**Prompt:** Count the lines below that contain the word "lawn", and reply with the number alone.

— Begin Source material —

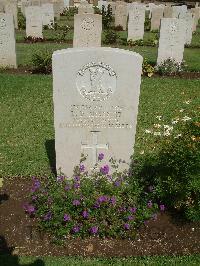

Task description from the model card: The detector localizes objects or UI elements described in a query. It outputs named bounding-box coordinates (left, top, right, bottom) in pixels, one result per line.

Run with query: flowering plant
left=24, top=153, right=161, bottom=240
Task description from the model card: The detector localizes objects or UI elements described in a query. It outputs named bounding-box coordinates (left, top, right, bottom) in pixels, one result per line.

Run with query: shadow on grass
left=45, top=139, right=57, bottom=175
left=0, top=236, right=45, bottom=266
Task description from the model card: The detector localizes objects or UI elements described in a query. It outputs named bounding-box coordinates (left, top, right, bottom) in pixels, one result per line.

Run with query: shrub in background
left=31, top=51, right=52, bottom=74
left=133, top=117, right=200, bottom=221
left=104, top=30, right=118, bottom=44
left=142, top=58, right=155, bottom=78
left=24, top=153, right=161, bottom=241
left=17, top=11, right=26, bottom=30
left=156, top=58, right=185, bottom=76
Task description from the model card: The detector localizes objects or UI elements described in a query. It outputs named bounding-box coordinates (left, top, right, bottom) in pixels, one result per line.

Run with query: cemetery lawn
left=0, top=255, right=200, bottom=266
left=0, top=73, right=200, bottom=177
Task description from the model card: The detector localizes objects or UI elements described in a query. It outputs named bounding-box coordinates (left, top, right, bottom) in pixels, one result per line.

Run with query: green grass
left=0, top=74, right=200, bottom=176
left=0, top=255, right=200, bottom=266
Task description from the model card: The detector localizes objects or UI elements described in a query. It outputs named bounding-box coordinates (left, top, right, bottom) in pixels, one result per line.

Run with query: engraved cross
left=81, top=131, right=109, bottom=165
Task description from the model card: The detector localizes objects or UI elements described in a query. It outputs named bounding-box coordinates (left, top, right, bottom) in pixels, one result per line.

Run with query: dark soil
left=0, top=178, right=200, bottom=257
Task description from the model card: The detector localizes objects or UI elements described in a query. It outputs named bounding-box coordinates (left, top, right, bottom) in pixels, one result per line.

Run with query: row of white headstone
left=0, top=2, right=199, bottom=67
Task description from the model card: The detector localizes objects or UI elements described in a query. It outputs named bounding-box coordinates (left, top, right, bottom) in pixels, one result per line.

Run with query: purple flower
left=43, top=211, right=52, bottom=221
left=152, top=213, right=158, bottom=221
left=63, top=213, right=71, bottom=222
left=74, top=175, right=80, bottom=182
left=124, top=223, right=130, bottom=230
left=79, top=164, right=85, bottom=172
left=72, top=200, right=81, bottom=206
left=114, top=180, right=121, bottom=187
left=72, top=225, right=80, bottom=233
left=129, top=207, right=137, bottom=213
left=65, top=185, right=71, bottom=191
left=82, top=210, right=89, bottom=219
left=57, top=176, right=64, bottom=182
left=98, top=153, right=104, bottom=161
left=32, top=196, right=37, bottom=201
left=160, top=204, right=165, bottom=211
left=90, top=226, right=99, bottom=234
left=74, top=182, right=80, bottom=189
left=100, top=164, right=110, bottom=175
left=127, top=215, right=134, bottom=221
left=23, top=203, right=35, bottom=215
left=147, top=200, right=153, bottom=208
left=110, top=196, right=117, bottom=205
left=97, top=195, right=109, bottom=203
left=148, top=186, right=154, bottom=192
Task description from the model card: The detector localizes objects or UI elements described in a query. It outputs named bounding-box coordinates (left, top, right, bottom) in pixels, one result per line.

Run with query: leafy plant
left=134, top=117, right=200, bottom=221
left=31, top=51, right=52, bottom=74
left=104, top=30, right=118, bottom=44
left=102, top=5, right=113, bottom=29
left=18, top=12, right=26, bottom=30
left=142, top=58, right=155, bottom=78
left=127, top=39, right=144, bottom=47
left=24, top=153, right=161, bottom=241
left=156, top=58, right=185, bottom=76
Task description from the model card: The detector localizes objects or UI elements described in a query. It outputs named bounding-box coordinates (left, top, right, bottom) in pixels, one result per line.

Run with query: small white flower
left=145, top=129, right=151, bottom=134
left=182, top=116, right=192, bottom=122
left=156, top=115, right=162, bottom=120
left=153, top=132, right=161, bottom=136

— End Source material —
— Begin Source material —

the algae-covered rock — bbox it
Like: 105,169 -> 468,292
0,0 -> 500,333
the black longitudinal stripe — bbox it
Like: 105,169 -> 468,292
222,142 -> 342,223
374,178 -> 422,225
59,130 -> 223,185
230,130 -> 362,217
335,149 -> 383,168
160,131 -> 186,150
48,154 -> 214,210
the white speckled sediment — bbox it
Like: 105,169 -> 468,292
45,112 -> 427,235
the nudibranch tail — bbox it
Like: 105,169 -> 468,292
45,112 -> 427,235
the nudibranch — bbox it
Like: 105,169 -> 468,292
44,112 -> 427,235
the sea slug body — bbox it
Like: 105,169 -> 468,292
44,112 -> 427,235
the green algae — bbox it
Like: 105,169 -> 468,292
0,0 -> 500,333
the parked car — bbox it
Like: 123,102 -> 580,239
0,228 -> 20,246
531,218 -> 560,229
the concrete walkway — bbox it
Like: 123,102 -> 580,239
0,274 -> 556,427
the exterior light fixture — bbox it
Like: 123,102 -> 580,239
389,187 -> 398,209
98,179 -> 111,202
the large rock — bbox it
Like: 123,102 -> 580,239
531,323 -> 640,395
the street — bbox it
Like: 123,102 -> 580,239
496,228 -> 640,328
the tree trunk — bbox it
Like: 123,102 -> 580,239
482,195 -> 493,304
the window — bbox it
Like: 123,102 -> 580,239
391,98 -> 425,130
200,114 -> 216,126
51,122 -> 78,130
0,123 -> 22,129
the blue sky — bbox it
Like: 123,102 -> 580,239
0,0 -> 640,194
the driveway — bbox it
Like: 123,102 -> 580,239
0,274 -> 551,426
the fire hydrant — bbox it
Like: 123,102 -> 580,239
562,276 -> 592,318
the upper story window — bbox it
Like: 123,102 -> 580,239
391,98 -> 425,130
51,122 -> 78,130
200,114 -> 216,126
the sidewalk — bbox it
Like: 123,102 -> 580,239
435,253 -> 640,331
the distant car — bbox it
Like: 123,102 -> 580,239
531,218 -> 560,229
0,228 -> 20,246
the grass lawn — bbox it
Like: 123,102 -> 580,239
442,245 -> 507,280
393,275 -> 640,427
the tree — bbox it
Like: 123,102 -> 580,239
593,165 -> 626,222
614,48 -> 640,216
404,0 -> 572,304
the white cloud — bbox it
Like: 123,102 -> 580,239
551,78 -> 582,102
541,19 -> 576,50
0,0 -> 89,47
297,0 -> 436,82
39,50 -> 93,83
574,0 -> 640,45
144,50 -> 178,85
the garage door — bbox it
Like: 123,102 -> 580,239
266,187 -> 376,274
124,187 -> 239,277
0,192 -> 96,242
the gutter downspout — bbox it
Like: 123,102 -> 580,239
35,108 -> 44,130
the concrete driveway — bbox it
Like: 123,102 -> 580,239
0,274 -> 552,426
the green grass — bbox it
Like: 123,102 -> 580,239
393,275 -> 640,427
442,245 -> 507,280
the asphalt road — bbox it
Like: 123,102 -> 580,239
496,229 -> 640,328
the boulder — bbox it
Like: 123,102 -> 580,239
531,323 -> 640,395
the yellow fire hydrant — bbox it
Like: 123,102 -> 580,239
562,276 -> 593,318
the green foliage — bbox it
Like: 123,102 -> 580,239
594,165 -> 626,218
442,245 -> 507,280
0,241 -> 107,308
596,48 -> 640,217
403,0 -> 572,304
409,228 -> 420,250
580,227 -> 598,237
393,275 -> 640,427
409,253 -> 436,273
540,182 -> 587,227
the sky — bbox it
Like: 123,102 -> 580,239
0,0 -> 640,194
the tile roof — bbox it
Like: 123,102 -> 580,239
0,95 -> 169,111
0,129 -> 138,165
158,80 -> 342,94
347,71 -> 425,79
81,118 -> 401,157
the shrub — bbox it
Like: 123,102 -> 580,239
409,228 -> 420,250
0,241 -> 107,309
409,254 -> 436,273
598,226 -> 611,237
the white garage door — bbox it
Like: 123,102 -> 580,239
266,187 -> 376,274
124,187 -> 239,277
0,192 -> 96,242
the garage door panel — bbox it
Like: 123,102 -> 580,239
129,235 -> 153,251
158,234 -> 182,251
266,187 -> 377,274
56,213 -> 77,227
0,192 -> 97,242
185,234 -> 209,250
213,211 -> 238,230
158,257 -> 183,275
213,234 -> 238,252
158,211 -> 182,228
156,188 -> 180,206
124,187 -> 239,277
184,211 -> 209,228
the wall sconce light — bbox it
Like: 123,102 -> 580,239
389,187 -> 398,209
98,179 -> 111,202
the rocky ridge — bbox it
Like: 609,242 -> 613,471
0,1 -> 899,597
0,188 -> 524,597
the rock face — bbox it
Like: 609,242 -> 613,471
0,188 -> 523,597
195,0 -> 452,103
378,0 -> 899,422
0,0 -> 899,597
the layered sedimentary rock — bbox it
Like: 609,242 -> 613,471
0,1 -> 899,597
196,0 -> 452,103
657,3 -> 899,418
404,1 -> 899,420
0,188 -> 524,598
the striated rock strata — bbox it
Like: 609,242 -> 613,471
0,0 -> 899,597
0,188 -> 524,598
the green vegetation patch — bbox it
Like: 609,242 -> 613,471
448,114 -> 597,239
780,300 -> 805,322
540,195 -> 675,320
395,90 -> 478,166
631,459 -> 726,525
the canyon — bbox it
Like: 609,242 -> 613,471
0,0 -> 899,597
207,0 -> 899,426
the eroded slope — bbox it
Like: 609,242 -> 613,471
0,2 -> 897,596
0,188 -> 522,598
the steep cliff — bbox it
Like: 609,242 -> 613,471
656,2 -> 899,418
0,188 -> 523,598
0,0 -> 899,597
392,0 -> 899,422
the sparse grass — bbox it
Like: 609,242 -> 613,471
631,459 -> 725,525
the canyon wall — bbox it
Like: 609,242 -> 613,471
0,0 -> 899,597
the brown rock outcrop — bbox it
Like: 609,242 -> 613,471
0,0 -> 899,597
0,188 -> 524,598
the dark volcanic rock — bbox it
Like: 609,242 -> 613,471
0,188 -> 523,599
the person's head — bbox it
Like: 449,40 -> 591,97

— End Source material —

**The output:** 2